Search the data for the string "person" and copy each line in which it appears.
### Records for this exercise ###
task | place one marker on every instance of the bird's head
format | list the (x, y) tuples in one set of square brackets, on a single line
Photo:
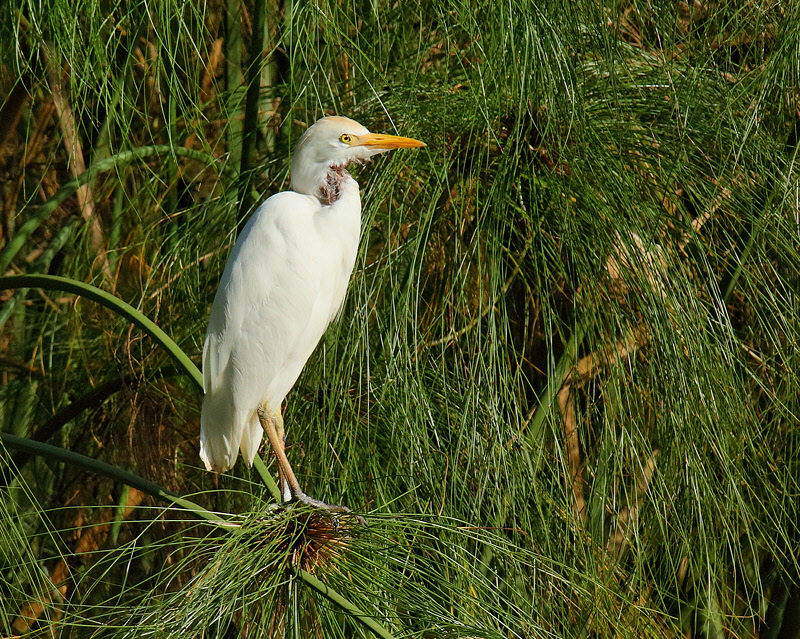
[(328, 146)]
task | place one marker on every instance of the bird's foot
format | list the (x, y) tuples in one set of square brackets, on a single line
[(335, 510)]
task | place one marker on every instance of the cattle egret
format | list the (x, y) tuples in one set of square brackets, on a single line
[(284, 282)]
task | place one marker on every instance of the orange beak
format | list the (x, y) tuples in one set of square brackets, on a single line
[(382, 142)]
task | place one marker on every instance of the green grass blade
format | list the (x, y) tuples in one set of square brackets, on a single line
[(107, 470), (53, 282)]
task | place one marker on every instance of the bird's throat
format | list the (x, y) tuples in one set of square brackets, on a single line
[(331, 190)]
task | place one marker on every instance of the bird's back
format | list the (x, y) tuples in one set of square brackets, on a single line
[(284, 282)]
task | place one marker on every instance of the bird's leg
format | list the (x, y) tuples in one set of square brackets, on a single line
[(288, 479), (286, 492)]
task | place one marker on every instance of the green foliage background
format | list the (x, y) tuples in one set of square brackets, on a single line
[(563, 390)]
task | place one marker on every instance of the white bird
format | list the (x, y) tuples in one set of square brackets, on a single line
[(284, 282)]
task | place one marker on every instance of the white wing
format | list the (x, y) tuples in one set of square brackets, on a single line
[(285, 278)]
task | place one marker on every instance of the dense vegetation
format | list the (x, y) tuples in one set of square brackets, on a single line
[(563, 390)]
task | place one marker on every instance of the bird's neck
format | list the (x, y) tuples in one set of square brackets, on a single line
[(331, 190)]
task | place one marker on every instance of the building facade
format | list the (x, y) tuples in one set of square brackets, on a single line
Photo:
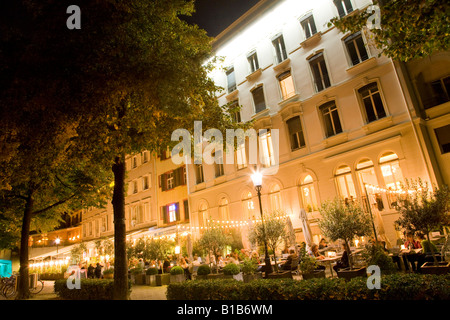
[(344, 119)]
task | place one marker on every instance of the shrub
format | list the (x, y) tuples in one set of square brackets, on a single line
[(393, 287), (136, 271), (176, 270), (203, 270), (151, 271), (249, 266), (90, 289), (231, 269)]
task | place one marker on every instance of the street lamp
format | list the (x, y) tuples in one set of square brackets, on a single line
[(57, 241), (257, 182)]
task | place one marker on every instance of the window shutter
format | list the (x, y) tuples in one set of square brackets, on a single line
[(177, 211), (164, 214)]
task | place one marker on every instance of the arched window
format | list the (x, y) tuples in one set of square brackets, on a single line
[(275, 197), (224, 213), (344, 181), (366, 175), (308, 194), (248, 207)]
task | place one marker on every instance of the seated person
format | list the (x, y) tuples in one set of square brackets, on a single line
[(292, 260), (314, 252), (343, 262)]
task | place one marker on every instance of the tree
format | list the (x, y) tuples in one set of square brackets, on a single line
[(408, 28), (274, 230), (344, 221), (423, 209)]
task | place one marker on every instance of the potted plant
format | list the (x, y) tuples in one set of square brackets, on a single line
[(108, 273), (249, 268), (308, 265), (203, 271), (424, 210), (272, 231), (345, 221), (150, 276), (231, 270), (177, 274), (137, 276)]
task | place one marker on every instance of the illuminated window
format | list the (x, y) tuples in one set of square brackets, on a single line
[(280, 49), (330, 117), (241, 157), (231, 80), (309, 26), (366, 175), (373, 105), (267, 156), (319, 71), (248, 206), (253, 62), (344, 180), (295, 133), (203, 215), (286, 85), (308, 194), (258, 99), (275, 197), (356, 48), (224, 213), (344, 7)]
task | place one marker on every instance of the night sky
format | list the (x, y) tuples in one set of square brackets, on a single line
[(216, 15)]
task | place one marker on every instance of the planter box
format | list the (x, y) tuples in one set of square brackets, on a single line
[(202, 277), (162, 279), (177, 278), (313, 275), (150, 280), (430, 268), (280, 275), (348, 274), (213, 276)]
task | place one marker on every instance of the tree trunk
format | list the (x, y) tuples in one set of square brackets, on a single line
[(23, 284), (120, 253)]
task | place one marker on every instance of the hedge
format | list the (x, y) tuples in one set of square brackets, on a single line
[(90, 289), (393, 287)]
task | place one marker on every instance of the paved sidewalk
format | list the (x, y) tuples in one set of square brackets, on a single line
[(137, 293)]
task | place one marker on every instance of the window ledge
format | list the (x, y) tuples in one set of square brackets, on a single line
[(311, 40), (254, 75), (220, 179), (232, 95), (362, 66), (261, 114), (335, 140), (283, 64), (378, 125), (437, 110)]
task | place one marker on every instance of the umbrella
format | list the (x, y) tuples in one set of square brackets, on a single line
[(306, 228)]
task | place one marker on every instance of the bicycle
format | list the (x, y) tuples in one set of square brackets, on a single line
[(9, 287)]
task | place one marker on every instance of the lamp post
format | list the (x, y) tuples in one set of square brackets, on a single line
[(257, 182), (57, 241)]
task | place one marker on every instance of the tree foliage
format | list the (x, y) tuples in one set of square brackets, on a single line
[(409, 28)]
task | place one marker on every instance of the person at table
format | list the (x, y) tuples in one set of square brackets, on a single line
###
Exercise answer
task | place one marker on every instance of the seated person
task | place one marker on every instance of the person at table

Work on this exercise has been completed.